Alice in Wonderland Mercury Theatre, Colchester.
3 August 2022
3 Stars
Lewis Carrol’s classic opium-driven tale has managed to survive into the Twenty-First Century in many forms and reworkings, and Mike Kenny’s adaptation sets the tale on the morning of Alice’s very important exam. It’s a fever dream triggered by exam anxiety, and the production boasts an excellent ensemble and creative team that take us on the journey. They’ve been down their own rabbit hole a bit, with Beth Mabin stepping in with a few days’ notice to replace an indisposed actor.
There were no fears for her on opening night, she is a perfect Alice, enquiring and curious. The company of actor/musicians are excellent, Tom Moores a wonderful White Rabbit, with great comic timing and engagement with the audience, and I loved Rosalind Ford’s Duchess, especially her Act One closing number about babies, which will give you an earworm for the interval! Natasha Karp is a fearsome Queen of Hearts and Jamie Noar and Loris Scarpa have a great turn as Tweedledee and Tweedledum. The real star of the show is the inventiveness of the staging, including a wonderful caterpillar sequence, delightful flamingos and hedgehogs for croquet, well done to designer Anisha Fields and her team. At times it looks like a computer game, and others like a 1980s children’s TV programme. I also really enjoyed that the whole company become Alice at one point, it’s as if Jane Horricks has been cloned and they’ve started to swarm!

* Data *
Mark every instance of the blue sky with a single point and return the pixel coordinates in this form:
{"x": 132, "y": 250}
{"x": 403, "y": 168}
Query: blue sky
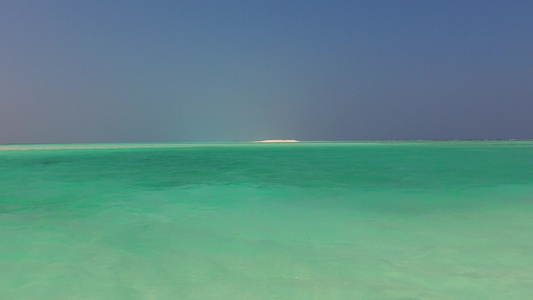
{"x": 178, "y": 71}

* Problem *
Continue the review of the Mercury Theatre production of Alice in Wonderland, starting after its last sentence.

* Result of this exercise *
The weakest element, for me, is the material itself. The first half is joyous and fast-moving, but this is a plotless story and the energy fades in the second half. This is not the fault of the company, it’s just unclear who Kenny’s adaptation is aimed at. If it’s children sitting GCSE’s they may be too cool for this, and it may be not magical enough for younger viewers. Alice’s search for her identity also struggles to ring true, it feels added on for contemporary relevance. Of course, we don’t know at what level the production was at before Covid struck, and the show needs to run in to hit the right pace.